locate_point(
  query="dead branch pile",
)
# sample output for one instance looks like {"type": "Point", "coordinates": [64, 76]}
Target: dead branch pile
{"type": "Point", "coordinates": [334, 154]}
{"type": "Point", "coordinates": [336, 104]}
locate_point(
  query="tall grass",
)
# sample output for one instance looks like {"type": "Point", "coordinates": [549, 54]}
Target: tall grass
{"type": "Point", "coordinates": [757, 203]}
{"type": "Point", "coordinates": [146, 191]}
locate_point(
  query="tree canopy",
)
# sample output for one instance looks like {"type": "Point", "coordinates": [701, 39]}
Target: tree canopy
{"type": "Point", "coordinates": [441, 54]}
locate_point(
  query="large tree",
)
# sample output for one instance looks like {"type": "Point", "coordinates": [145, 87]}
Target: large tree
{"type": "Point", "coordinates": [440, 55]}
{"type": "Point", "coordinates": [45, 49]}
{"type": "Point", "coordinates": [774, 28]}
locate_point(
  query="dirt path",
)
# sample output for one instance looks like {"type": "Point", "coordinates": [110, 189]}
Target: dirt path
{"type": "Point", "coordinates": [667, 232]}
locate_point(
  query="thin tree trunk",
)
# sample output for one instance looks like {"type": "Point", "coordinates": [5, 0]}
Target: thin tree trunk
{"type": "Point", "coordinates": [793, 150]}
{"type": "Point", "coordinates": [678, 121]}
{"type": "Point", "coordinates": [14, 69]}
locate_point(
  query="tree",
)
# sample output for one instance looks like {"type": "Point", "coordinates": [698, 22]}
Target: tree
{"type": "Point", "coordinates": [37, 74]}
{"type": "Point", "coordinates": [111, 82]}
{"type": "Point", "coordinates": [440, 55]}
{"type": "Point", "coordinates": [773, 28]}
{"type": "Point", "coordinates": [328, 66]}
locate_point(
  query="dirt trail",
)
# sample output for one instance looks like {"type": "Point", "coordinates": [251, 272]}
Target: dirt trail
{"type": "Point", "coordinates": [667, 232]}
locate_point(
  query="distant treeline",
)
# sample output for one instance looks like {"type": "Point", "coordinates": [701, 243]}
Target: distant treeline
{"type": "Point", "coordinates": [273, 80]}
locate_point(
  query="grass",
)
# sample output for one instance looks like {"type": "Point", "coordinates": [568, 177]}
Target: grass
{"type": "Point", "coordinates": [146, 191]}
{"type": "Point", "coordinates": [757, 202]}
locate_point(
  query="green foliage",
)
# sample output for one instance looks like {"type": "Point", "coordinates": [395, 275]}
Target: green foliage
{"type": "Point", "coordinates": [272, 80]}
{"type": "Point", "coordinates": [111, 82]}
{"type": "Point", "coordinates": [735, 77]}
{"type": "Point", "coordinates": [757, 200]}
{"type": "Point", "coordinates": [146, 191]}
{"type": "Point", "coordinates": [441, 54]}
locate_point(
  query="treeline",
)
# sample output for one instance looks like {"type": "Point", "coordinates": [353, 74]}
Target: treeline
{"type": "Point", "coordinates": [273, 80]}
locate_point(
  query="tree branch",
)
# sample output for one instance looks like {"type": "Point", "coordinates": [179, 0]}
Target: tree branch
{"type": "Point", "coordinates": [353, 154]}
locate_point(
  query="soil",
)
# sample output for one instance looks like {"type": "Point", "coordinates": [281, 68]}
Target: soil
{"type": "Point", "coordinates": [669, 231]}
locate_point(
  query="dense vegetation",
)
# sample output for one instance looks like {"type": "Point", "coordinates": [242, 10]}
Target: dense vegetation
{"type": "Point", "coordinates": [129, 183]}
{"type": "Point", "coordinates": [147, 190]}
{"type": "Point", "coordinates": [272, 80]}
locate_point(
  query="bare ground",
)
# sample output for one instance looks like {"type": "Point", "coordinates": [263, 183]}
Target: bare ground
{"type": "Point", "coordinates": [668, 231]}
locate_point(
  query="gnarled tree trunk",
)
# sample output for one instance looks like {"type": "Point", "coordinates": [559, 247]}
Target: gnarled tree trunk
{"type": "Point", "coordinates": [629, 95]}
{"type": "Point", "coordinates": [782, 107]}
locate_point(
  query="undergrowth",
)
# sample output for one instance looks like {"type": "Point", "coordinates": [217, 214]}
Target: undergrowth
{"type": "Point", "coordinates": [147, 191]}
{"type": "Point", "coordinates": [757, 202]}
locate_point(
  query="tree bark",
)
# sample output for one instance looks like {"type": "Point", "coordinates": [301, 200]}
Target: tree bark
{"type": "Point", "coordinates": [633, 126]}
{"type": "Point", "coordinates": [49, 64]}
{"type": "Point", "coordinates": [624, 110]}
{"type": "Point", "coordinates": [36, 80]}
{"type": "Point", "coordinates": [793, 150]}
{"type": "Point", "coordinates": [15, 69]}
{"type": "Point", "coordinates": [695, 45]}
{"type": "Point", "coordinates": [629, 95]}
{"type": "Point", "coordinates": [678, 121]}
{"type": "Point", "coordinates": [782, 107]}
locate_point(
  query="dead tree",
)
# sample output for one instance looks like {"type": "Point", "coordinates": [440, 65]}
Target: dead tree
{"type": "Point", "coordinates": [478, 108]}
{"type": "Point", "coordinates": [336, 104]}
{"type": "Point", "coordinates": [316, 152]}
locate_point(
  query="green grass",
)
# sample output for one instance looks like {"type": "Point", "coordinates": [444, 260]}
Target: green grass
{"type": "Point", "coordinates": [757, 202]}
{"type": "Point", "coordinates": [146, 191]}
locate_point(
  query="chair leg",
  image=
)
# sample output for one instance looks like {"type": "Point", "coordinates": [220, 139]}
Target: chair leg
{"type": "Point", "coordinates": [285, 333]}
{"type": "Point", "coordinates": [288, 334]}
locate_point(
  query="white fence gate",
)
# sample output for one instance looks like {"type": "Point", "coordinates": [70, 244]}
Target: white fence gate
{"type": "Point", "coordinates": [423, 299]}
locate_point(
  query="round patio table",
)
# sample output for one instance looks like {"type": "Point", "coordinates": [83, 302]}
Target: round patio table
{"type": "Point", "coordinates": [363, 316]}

········

## [Task statement]
Transcribe all records exactly as written.

## [Task answer]
locate_point(
  query="dead branch pile",
)
# sample output for one instance looks like {"type": "Point", "coordinates": [64, 76]}
Target: dead branch pile
{"type": "Point", "coordinates": [334, 154]}
{"type": "Point", "coordinates": [336, 104]}
locate_point(
  query="tall grass",
)
# sample output for one instance looks like {"type": "Point", "coordinates": [549, 54]}
Target: tall grass
{"type": "Point", "coordinates": [757, 203]}
{"type": "Point", "coordinates": [146, 191]}
locate_point(
  query="tree canopy",
)
# sample output for one instance looks like {"type": "Point", "coordinates": [701, 39]}
Target: tree canopy
{"type": "Point", "coordinates": [441, 54]}
locate_point(
  query="large tree",
)
# sample output for one instance looks like {"type": "Point", "coordinates": [145, 87]}
Target: large tree
{"type": "Point", "coordinates": [440, 55]}
{"type": "Point", "coordinates": [45, 49]}
{"type": "Point", "coordinates": [774, 28]}
locate_point(
  query="dirt path",
)
# sample output for one instance looks like {"type": "Point", "coordinates": [110, 189]}
Target: dirt path
{"type": "Point", "coordinates": [667, 232]}
locate_point(
  query="thin tree trunk",
)
# sample output for one instance looks like {"type": "Point", "coordinates": [5, 0]}
Target: thin tree trunk
{"type": "Point", "coordinates": [793, 150]}
{"type": "Point", "coordinates": [678, 121]}
{"type": "Point", "coordinates": [14, 69]}
locate_point(
  query="tree",
)
# sample output for one instance looks like {"type": "Point", "coordinates": [698, 22]}
Target: tree
{"type": "Point", "coordinates": [37, 74]}
{"type": "Point", "coordinates": [111, 82]}
{"type": "Point", "coordinates": [440, 55]}
{"type": "Point", "coordinates": [773, 28]}
{"type": "Point", "coordinates": [328, 66]}
locate_point(
  query="dirt trail",
)
# sample output for one instance looks like {"type": "Point", "coordinates": [251, 272]}
Target: dirt trail
{"type": "Point", "coordinates": [667, 232]}
locate_point(
  query="distant treeline",
)
# sample output for one instance looks like {"type": "Point", "coordinates": [701, 243]}
Target: distant treeline
{"type": "Point", "coordinates": [273, 80]}
locate_point(
  query="grass",
)
# sample output for one instance looks like {"type": "Point", "coordinates": [568, 177]}
Target: grass
{"type": "Point", "coordinates": [146, 191]}
{"type": "Point", "coordinates": [757, 202]}
locate_point(
  query="green foliage",
)
# sample output for one instance looks like {"type": "Point", "coordinates": [395, 275]}
Target: green foliage
{"type": "Point", "coordinates": [272, 80]}
{"type": "Point", "coordinates": [111, 82]}
{"type": "Point", "coordinates": [735, 77]}
{"type": "Point", "coordinates": [757, 200]}
{"type": "Point", "coordinates": [146, 191]}
{"type": "Point", "coordinates": [441, 54]}
locate_point(
  query="treeline",
)
# sample output for one instance looks like {"type": "Point", "coordinates": [353, 74]}
Target: treeline
{"type": "Point", "coordinates": [273, 80]}
locate_point(
  query="tree branch",
)
# sample output for one instance looks like {"type": "Point", "coordinates": [179, 0]}
Target: tree branch
{"type": "Point", "coordinates": [353, 154]}
locate_point(
  query="soil",
)
# sample output for one instance looks like {"type": "Point", "coordinates": [281, 68]}
Target: soil
{"type": "Point", "coordinates": [669, 231]}
locate_point(
  query="dense vegetation",
)
# sample output for one instance looks like {"type": "Point", "coordinates": [242, 10]}
Target: dense vegetation
{"type": "Point", "coordinates": [129, 183]}
{"type": "Point", "coordinates": [147, 190]}
{"type": "Point", "coordinates": [272, 80]}
locate_point(
  query="bare ground",
)
# sample output for one instance looks like {"type": "Point", "coordinates": [263, 183]}
Target: bare ground
{"type": "Point", "coordinates": [668, 231]}
locate_point(
  query="gnarled tree trunk",
)
# sample output for one instance looks like {"type": "Point", "coordinates": [559, 247]}
Target: gnarled tree trunk
{"type": "Point", "coordinates": [629, 95]}
{"type": "Point", "coordinates": [782, 107]}
locate_point(
  query="undergrowth",
)
# sample output for one instance looks like {"type": "Point", "coordinates": [217, 214]}
Target: undergrowth
{"type": "Point", "coordinates": [147, 191]}
{"type": "Point", "coordinates": [757, 202]}
locate_point(
  query="tree bark",
)
# sample output for one instance looks like {"type": "Point", "coordinates": [301, 200]}
Target: tree bark
{"type": "Point", "coordinates": [633, 126]}
{"type": "Point", "coordinates": [49, 64]}
{"type": "Point", "coordinates": [624, 110]}
{"type": "Point", "coordinates": [36, 80]}
{"type": "Point", "coordinates": [793, 150]}
{"type": "Point", "coordinates": [15, 69]}
{"type": "Point", "coordinates": [695, 45]}
{"type": "Point", "coordinates": [629, 95]}
{"type": "Point", "coordinates": [678, 121]}
{"type": "Point", "coordinates": [782, 107]}
locate_point(
  query="dead tree",
)
# sample output for one instance looks like {"type": "Point", "coordinates": [440, 65]}
Target: dead tree
{"type": "Point", "coordinates": [478, 108]}
{"type": "Point", "coordinates": [336, 104]}
{"type": "Point", "coordinates": [316, 152]}
locate_point(
  query="green grass",
)
# sample output for one instance looks like {"type": "Point", "coordinates": [444, 260]}
Target: green grass
{"type": "Point", "coordinates": [757, 202]}
{"type": "Point", "coordinates": [146, 191]}
locate_point(
  query="chair leg",
  image=
)
# sample output for one instance looks like {"type": "Point", "coordinates": [220, 139]}
Target: chair leg
{"type": "Point", "coordinates": [285, 333]}
{"type": "Point", "coordinates": [288, 334]}
locate_point(
  query="white fence gate",
)
# sample output for one instance looks like {"type": "Point", "coordinates": [70, 244]}
Target: white fence gate
{"type": "Point", "coordinates": [423, 299]}
locate_point(
  query="round patio table",
)
# sample output for one instance looks like {"type": "Point", "coordinates": [83, 302]}
Target: round patio table
{"type": "Point", "coordinates": [363, 316]}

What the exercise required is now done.